How to complete this task: Return, word for word, every line starting at the line with "FIND: flag fold" and ending at the final line of the entries; skip the pictures.

Exercise data:
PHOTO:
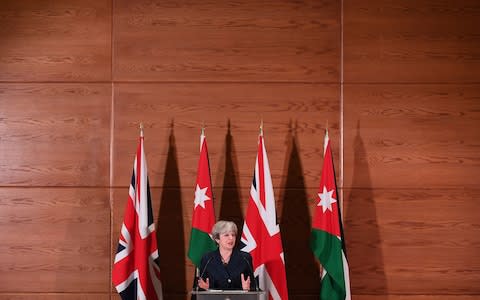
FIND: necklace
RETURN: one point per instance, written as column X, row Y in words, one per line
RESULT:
column 225, row 260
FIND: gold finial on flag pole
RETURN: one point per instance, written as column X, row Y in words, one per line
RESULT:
column 141, row 129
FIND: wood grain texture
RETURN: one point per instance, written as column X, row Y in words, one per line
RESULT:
column 415, row 137
column 303, row 109
column 54, row 240
column 55, row 40
column 415, row 241
column 54, row 134
column 227, row 41
column 411, row 41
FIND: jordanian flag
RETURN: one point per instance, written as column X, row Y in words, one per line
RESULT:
column 327, row 235
column 203, row 217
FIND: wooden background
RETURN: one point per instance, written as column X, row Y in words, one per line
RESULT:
column 396, row 81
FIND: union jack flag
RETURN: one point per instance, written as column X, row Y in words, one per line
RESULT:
column 136, row 272
column 261, row 233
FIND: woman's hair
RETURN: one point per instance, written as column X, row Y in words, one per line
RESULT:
column 223, row 227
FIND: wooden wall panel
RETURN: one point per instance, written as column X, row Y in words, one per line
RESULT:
column 55, row 40
column 411, row 41
column 54, row 240
column 413, row 241
column 227, row 41
column 412, row 137
column 305, row 107
column 54, row 134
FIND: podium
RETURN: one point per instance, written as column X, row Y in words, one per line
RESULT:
column 229, row 295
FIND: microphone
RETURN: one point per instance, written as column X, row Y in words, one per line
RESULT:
column 203, row 271
column 251, row 270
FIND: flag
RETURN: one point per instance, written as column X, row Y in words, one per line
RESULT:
column 203, row 217
column 261, row 233
column 136, row 272
column 327, row 240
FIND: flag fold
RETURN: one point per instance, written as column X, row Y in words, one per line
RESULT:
column 136, row 272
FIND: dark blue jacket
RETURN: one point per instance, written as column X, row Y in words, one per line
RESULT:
column 227, row 277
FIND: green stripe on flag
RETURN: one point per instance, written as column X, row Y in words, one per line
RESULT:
column 200, row 243
column 328, row 249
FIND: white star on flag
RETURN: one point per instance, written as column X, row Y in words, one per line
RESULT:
column 201, row 196
column 327, row 199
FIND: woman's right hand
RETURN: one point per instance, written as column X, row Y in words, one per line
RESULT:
column 203, row 284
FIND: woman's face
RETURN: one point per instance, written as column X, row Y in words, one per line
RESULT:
column 227, row 240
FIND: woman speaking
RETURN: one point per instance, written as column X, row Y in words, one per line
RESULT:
column 226, row 268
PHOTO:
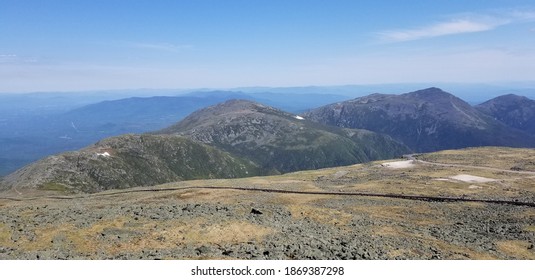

Solution below:
FIND: flag fold
RETURN: one point per instance, written as column X, row Y in words, one per line
RESULT:
column 136, row 272
FIND: dark blue jacket
RETURN: one point per instance, written as column X, row Y in words, one per line
RESULT:
column 227, row 277
FIND: green stripe on flag
RETURN: one point per instance, written as column X, row Y in words, one per line
RESULT:
column 200, row 243
column 328, row 249
FIND: white star on flag
RETURN: one point per instance, written as column X, row Y in words, one per line
RESULT:
column 201, row 196
column 327, row 199
FIND: woman's right hand
RETURN: one point per instance, written as column X, row Y in words, one per line
RESULT:
column 203, row 284
FIND: woman's face
RETURN: one point per instance, written as column X, row Y in words, one per line
RESULT:
column 227, row 240
FIND: woman speaking
RETURN: one point per instance, written as column X, row Y in words, one per line
RESULT:
column 226, row 268
PHOTO:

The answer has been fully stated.